[TEXTABSCHNITT]
Spiele für die Götter: Zeus Herrscher von Olympia
Dies galt als Unglück: Zu sterben, ohne je den Tempel des Zeus im Hain von Olympia betreten zu haben. Andererseits bewahre der Anblick seiner gewaltigen Statue davor, jemals wirklich unglücklich zu werden. Beinahe dreizehn Meter hoch saß der Weltenherrscher auf einem opulent geschmückten Thron. Dieses Kunstwerk war eines der sieben Weltwunder der Antike.
Ein hölzernes Gerüst in seinem Innern trug die Last von Gold, Elfenbein und anderen kostbaren Materialien. In seiner rechten Hand hielt Zeus eine rund zwei Meter große Nike – die geflügelte Siegesgöttin. Die Linke umfasste ein mit farbigen Einlagen verziertes, bis auf den Boden reichendes Szepter, das ein Adler bekrönte. Golden strahlten Haar, Gewand und Sandalen. Auf dem Haupt trug der Gott einen Kranz aus Olivenzweigen, farbige Steine bildeten die Augen; Gesicht, Brust, Arme und Füße waren aus Elfenbein gearbeitet. Zwei Löwen trugen einen Schemel, auf dem wiederum die Füße des Göttervaters ruhten. "Phidias, des Charmides Sohn, der Athener, hat mich geschaffen", stand dort zu lesen. Ja, kein Geringerer als der Schöpfer der berühmten Statue der Athena Parthenos auf der Akropolis hatte auch dieses Meisterwerk gefertigt.
Doch all dies wissen wir vor allem aus Beschreibungen des Reiseschriftstellers Pausanias (2. Jahrhundert n. Chr.), nichts von all der Pracht ist erhalten. Die Spuren der Statue verlieren sich im Dunkel der Geschichte. Noch im ausgehenden 4. Jahrhundert n. Chr. muss sie sich Berichten zufolge im Tempel befunden haben. Möglicherweise wurde der Zeus des Phidias bald darauf nach Konstantinopel abtransportiert, dem heutigen Istanbul. Denn der römische Kaiser Theodosius II. (408-450 n. Chr.) hatte alle "heidnischen" Spiele streng verboten. In der Metropole am Bosporus könnte die kostbare Statue dann 475 n. Chr. – im Zuge eines Putsches gegen den amtierenden Kaiser Zenon I. – ein Raub der Flammen geworden sein. Sind von der Athena Parthenos zumindest einige Nachbildungen erhalten, so blieb vom olympischen Zeus nur eine Abbildung auf einer römischen Münze aus dem 2. Jahrhundert n. Chr. Doch solch ein trauriges Schicksal vermochte sich zur Blütezeit des bedeutendsten Heiligtums der griechischen Welt wohl niemand vorzustellen.

[ARBEITSAUFTRAG A] Können Sie die Datensätze von der Zeile mit „Could you please tag every instance of the blue advertising“ bis zur Zeile mit „(1077, 292)“, beide eingeschlossen, als nummerierte Liste ohne Leerzeilen neu fassen?
[ARBEITSAUFTRAG B] Können Sie den Text über die Zeusstatue von Olympia nach seinem letzten Satz fortsetzen?

Datensatzeinträge
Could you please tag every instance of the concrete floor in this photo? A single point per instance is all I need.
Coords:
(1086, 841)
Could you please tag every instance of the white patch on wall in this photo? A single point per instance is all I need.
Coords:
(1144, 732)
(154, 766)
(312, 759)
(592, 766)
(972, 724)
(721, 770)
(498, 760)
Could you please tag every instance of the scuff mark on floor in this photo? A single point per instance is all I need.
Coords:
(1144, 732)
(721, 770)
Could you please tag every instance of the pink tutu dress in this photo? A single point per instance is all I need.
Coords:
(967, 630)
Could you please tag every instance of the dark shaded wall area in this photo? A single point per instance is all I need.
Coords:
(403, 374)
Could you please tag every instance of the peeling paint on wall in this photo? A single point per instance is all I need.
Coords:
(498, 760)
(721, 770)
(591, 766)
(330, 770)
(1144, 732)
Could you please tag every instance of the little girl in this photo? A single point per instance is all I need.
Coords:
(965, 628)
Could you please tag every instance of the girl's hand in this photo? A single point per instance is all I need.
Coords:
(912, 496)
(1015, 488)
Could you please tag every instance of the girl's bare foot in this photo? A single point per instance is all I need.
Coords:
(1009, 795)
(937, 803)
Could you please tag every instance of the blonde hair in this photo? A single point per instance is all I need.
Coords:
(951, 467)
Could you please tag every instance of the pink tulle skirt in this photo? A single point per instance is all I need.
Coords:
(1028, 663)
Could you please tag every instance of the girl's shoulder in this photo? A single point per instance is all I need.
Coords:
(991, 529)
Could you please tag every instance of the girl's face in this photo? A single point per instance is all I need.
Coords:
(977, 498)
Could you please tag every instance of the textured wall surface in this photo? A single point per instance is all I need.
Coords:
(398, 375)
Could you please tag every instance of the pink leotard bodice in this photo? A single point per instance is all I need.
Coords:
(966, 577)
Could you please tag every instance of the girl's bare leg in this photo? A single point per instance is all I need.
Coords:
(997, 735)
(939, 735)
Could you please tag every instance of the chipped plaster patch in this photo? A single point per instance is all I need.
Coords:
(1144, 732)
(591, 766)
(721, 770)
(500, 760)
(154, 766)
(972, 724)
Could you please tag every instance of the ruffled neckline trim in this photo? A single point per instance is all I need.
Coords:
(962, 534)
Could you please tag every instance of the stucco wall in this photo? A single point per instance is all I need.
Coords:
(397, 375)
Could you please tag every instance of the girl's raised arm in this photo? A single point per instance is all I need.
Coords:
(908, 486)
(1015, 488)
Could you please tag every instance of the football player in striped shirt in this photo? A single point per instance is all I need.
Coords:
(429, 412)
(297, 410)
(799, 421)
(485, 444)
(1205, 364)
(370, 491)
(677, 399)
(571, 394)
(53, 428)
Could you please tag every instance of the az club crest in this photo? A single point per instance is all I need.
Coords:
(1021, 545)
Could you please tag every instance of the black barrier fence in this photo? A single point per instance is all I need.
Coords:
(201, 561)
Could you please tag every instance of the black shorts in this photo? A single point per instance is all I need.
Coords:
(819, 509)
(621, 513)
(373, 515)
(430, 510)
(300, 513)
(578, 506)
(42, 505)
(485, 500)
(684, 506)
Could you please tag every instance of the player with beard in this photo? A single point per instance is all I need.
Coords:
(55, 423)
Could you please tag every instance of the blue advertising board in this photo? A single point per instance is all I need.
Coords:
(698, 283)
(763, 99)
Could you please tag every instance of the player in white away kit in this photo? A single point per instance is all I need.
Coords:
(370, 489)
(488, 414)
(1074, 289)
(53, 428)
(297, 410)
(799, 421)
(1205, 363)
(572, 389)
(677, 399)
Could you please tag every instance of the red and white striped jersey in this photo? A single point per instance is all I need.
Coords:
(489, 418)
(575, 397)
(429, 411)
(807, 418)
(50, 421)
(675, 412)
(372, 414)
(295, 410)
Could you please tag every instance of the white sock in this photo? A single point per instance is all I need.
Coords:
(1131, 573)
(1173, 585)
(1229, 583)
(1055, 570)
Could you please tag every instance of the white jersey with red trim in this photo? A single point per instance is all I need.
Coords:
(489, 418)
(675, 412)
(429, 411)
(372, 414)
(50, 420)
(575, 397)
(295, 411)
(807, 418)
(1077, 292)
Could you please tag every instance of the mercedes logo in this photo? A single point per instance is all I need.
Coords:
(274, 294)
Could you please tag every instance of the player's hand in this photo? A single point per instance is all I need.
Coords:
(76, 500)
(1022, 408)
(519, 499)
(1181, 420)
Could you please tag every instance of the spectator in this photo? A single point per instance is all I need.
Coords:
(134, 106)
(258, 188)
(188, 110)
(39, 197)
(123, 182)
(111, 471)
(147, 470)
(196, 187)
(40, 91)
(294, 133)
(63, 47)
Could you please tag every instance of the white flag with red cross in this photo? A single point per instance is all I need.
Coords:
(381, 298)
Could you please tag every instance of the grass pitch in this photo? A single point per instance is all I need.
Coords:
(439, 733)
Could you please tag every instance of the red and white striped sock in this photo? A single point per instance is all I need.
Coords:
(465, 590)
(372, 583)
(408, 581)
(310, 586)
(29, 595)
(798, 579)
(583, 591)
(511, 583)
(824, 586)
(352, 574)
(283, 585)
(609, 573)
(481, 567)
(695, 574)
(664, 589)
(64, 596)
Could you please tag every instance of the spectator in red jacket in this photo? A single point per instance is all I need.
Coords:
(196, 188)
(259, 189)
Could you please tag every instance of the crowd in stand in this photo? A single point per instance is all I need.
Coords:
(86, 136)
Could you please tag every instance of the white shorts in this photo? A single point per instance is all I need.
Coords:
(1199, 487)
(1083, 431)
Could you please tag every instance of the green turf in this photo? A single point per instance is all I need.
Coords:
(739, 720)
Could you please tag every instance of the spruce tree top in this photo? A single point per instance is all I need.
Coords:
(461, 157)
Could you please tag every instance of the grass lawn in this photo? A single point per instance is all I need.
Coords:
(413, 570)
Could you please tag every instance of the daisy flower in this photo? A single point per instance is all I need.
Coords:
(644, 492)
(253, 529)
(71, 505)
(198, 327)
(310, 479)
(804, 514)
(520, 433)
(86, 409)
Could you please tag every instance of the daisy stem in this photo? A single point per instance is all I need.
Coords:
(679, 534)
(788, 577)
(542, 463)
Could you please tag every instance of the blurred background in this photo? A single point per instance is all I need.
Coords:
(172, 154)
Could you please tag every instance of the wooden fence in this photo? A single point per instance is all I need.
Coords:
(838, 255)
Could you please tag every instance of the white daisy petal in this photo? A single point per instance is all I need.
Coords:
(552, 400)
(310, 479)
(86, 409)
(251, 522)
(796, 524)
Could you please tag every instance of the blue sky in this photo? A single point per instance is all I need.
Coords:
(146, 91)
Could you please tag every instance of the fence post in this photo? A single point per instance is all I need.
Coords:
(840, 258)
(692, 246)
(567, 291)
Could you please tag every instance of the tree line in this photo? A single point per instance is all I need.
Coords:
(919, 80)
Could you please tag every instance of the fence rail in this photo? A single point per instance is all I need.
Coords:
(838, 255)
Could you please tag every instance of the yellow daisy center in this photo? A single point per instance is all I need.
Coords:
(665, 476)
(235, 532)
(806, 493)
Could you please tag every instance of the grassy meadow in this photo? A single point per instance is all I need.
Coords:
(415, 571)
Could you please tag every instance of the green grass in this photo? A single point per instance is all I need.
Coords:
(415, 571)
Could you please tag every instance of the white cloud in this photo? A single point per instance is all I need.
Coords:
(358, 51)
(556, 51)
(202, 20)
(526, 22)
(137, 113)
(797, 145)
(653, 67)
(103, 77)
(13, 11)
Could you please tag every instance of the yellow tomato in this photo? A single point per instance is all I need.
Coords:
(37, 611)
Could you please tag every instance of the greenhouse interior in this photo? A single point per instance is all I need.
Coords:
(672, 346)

[ERGEBNIS A]
1. Could you please tag every instance of the blue advertising board in this photo? A single point per instance is all I need.
2. Coords:
3. (698, 283)
4. (763, 99)
5. Could you please tag every instance of the player in white away kit in this photo? A single point per instance is all I need.
6. Coords:
7. (370, 489)
8. (488, 414)
9. (1074, 289)
10. (53, 428)
11. (297, 410)
12. (799, 421)
13. (1205, 363)
14. (572, 389)
15. (677, 399)
16. Could you please tag every instance of the red and white striped jersey in this photo? A single point per instance is all I need.
17. Coords:
18. (489, 418)
19. (575, 397)
20. (429, 411)
21. (807, 418)
22. (50, 421)
23. (675, 412)
24. (372, 414)
25. (295, 410)
26. Could you please tag every instance of the white sock in this photo? A single point per instance is all I need.
27. Coords:
28. (1131, 573)
29. (1173, 585)
30. (1229, 583)
31. (1055, 570)
32. Could you please tag every instance of the white jersey with red trim in this photo? A single point per instance is all I need.
33. Coords:
34. (489, 418)
35. (675, 412)
36. (429, 411)
37. (372, 414)
38. (50, 420)
39. (575, 397)
40. (295, 411)
41. (807, 418)
42. (1077, 292)

[ERGEBNIS B]
Dorthin, ins Tal des Alpheios auf dem westlichen Peloponnes, zog es alle vier Jahre zigtausende Besucher, um die Besten der Besten in Stadion und Hippodrom um Ruhm und Ehre kämpfen zu sehen. Und dort, in dem als Altis bezeichneten heiligen Hain unterhalb des Kronoshügels, stand der Tempel für den Göttervater. Geplant hatte den rund zwanzig Meter hohen Bau der Architekt Libon von Elis. Über einem 2,50 Meter starken Fundament lag der 1,52 Meter hohe Unterbau. Auf der rund 28 mal 64 Meter großen Fläche ragten mehr als zehn Meter hohe Säulen auf, sechs an der Front- und an der Rückseite, dreizehn an jeder Längsseite. Die Arbeiten dauerten vermutlich gut zwanzig Jahre, eine vergleichsweise kurze Zeitspanne für solch ein Unternehmen. Spätestens 457 v. Chr. war das Werk vollendet.
Als Baumaterial diente vor allem Muschelkalk. Eine weiße Stuckschicht ließ den Tempel hell im Sonnenlicht erstrahlen. Das Dach bekrönten Pausanias zufolge zwei Niken, an den Seiten der Giebel standen je zwei monumentale Bronzedreifüße; natürlich waren sie alle mit Gold überzogen. Erhalten blieben nur Skulpturen aus Marmor, die einst – farbig bemalt – die Giebeldreiecke schmückten sowie mit Reliefs geschmückte Platten (Metopen) von den Friesen der beiden Vorhallen. Diese Schätze sind heute im Neuen Museum von Olympia zu bewundern.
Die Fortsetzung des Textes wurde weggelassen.